* WHAT IS NEEDED
Look through the listing and locate every line containing the word "with"; copy those lines.
++++++++
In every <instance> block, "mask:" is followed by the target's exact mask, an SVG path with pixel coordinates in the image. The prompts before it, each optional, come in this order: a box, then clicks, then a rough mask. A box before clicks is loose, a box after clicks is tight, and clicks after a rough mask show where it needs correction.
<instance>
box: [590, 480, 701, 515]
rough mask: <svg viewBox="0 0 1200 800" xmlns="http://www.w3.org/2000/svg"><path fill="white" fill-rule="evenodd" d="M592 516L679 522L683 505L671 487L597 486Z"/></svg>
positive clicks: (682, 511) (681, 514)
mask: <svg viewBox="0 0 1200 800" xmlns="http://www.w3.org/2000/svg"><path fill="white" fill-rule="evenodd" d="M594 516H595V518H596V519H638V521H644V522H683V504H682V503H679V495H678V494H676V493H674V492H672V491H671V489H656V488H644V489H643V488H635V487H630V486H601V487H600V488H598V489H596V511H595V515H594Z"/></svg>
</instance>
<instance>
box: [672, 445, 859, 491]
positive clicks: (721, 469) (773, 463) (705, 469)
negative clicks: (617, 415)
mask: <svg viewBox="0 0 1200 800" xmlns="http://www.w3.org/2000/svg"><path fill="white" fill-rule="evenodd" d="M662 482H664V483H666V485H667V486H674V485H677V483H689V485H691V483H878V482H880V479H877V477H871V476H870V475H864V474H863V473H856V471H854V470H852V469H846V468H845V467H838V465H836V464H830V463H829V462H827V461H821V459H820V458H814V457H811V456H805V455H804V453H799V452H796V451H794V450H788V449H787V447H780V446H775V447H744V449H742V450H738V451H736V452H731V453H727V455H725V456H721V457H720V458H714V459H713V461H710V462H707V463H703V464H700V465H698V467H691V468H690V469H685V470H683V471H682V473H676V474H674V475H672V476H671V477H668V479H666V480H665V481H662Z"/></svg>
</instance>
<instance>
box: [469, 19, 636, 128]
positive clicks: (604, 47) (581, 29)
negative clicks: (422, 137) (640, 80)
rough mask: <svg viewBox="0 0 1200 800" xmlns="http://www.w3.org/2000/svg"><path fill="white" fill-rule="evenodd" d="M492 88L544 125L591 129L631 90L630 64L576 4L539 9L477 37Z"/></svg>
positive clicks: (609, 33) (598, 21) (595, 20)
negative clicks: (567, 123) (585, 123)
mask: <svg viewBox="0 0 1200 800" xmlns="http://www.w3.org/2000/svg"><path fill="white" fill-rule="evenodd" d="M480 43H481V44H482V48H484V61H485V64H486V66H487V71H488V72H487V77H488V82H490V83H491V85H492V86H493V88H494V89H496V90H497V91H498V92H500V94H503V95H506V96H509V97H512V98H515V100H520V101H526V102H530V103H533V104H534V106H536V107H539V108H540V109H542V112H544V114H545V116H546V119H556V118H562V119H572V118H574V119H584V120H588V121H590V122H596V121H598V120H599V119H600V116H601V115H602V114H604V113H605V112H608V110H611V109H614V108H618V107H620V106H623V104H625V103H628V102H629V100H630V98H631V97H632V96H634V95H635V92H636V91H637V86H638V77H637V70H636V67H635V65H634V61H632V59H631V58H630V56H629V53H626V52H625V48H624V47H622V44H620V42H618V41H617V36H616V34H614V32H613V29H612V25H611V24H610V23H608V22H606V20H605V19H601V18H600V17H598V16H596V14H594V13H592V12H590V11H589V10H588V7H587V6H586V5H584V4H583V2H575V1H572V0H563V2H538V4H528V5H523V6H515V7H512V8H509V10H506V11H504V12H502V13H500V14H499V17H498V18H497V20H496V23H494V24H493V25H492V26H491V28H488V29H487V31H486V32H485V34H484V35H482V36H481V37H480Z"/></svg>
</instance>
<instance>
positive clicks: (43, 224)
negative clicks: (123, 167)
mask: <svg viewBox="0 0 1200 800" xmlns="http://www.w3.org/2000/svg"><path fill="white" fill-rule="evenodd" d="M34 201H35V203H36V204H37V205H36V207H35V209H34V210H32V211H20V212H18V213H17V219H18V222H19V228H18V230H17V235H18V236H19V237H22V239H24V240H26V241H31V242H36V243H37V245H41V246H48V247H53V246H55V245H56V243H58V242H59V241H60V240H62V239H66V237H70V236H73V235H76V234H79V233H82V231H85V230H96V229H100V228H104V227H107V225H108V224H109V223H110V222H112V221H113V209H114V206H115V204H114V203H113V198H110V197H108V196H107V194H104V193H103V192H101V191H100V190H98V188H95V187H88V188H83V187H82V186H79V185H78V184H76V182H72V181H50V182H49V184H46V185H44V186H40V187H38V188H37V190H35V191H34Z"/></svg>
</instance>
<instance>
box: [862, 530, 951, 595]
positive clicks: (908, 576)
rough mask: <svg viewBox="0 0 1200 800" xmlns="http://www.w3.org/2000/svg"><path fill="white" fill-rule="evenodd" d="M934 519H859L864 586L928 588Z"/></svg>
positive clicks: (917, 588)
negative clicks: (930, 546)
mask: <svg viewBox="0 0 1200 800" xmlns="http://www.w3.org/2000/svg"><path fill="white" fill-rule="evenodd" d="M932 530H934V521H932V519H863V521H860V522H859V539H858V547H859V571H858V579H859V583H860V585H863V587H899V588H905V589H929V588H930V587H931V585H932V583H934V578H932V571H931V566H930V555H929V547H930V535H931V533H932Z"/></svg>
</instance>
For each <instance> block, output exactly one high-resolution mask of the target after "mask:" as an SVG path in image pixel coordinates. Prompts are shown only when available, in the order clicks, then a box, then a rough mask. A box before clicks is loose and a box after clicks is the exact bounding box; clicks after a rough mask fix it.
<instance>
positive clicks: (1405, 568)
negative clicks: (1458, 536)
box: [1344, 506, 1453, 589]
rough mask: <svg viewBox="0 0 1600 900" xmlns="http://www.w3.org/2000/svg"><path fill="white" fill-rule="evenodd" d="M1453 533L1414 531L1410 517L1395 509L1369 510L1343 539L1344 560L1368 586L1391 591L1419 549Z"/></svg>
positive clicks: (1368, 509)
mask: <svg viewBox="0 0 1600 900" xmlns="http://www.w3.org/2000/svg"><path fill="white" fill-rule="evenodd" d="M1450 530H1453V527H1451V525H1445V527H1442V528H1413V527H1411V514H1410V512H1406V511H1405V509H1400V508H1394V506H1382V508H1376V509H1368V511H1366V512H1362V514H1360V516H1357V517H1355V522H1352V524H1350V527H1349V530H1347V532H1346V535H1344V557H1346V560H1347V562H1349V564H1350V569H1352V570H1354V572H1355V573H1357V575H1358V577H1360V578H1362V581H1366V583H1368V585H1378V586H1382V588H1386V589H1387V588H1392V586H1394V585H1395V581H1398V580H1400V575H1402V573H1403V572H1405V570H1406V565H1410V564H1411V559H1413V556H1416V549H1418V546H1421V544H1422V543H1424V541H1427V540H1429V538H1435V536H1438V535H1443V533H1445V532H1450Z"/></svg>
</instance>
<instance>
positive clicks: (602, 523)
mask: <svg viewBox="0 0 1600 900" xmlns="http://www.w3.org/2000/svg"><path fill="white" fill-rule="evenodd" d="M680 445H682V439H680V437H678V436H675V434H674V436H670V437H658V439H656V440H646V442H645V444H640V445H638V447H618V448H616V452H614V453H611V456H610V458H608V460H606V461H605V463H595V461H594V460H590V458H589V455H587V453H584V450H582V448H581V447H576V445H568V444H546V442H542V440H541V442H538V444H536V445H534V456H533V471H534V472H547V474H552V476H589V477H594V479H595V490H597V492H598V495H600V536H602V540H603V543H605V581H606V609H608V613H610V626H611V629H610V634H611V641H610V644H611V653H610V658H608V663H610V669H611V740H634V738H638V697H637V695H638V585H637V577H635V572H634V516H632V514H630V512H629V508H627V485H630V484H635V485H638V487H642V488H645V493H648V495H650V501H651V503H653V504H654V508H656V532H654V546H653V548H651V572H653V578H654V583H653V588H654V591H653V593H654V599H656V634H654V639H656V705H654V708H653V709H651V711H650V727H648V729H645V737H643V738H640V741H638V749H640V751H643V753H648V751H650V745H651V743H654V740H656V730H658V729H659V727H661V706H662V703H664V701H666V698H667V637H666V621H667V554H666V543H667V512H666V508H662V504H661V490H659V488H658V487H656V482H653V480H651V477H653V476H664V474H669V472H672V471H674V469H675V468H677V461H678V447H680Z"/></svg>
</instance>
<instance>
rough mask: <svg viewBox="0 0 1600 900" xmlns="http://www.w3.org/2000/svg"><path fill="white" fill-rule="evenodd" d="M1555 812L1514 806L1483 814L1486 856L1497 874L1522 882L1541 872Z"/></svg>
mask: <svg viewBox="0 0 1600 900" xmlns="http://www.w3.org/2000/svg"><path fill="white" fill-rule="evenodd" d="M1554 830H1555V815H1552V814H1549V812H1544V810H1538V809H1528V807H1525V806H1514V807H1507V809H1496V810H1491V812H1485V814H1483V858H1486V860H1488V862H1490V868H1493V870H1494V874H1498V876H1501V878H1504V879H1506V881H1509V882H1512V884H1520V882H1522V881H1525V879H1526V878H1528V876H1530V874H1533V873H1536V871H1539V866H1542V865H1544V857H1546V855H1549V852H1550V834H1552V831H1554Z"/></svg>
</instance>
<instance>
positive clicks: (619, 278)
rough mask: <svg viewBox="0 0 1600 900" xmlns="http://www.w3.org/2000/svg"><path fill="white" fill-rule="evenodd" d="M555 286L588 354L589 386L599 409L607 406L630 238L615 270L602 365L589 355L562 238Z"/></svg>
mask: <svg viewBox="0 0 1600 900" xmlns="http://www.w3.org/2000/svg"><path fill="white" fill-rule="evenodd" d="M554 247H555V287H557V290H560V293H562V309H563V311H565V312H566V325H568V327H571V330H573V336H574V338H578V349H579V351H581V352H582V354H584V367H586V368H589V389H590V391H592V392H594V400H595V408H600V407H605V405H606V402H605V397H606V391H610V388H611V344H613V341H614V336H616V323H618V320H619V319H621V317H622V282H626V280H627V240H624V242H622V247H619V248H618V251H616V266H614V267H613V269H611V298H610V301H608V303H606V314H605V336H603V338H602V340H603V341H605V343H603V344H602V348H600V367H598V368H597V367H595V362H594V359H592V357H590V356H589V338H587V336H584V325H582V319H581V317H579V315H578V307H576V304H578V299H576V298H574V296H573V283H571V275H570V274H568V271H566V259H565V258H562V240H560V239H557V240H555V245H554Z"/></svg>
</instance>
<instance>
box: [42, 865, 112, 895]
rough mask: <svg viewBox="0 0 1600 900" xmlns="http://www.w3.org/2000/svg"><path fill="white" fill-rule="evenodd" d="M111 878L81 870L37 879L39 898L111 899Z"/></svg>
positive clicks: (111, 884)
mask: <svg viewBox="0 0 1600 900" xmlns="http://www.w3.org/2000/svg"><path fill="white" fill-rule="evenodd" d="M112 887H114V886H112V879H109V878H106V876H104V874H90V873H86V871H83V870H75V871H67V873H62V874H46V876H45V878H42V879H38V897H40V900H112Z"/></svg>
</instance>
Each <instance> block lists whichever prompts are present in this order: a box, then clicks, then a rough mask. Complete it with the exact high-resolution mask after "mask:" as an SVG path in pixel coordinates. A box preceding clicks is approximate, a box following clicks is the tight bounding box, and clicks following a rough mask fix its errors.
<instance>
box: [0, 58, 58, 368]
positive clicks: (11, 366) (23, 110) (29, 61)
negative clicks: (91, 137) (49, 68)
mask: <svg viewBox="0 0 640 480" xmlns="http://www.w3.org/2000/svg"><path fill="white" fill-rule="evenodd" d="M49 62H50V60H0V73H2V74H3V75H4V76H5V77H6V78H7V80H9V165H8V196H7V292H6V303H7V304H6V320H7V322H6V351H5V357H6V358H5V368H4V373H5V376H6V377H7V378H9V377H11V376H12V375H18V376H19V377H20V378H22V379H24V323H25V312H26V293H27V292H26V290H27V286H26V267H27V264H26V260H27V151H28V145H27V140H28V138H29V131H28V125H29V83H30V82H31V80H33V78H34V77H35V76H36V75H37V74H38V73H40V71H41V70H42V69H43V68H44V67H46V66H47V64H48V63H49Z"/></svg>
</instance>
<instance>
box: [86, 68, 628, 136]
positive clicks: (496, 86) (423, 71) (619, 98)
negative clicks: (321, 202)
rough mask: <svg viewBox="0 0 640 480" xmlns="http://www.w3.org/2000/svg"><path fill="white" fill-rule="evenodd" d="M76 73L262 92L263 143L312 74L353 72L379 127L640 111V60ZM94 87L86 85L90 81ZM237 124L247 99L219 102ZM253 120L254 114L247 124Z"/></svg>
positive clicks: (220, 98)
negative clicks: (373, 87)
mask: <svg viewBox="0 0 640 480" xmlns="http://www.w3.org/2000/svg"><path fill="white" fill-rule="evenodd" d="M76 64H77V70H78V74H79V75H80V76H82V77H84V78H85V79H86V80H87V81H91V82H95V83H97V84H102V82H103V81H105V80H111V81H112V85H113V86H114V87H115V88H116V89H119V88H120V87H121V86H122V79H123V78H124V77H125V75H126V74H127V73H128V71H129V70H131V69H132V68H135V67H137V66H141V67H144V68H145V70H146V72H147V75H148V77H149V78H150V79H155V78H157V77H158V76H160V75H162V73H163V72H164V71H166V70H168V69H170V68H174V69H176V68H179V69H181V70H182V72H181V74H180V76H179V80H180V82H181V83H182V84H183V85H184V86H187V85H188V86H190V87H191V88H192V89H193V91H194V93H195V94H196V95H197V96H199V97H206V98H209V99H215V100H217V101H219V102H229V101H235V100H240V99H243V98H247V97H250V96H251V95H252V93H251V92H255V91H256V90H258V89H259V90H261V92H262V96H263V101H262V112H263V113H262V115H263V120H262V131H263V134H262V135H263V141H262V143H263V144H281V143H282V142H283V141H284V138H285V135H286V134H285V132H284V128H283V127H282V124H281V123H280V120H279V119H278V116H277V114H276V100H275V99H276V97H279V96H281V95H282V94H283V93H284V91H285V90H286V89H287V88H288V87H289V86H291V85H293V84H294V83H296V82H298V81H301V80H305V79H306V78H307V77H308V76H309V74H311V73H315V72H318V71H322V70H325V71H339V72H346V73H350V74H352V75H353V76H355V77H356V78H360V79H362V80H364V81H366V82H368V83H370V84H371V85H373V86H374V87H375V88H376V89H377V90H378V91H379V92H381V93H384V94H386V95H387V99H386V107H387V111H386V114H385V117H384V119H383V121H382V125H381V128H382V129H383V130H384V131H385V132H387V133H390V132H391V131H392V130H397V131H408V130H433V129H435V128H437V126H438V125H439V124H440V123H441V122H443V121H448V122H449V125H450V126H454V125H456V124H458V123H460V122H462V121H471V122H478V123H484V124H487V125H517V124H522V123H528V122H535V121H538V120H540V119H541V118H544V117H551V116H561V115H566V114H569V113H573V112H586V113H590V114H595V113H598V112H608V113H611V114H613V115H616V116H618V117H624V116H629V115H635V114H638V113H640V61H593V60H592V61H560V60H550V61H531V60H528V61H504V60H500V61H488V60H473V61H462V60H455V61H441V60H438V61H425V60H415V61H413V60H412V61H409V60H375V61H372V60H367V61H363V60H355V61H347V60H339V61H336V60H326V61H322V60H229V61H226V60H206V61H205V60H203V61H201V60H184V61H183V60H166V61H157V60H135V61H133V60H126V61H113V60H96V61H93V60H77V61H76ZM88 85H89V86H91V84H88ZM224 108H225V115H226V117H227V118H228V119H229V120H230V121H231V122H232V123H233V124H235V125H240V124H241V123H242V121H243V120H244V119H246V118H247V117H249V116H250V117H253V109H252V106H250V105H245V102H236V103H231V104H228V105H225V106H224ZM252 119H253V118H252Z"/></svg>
++++++++
* THE ANSWER
In every <instance> block, "mask:" is followed by the target's exact mask, an SVG path with pixel coordinates in the image. The prompts before it, each optional, come in this order: a box, then clicks, then a rough mask. A box before clicks is loose, a box after clicks is tight, and clicks after a rough mask show where it needs correction.
Each <instance> block lists whichever prompts are present in this order: a box, then clicks, then a rough mask. Complete it with the exact high-resolution mask after "mask:" as an SVG path in pixel coordinates. A box preceding clicks is approximate, a box following clicks is the tight bounding box, and clicks following a rough mask fix its errors.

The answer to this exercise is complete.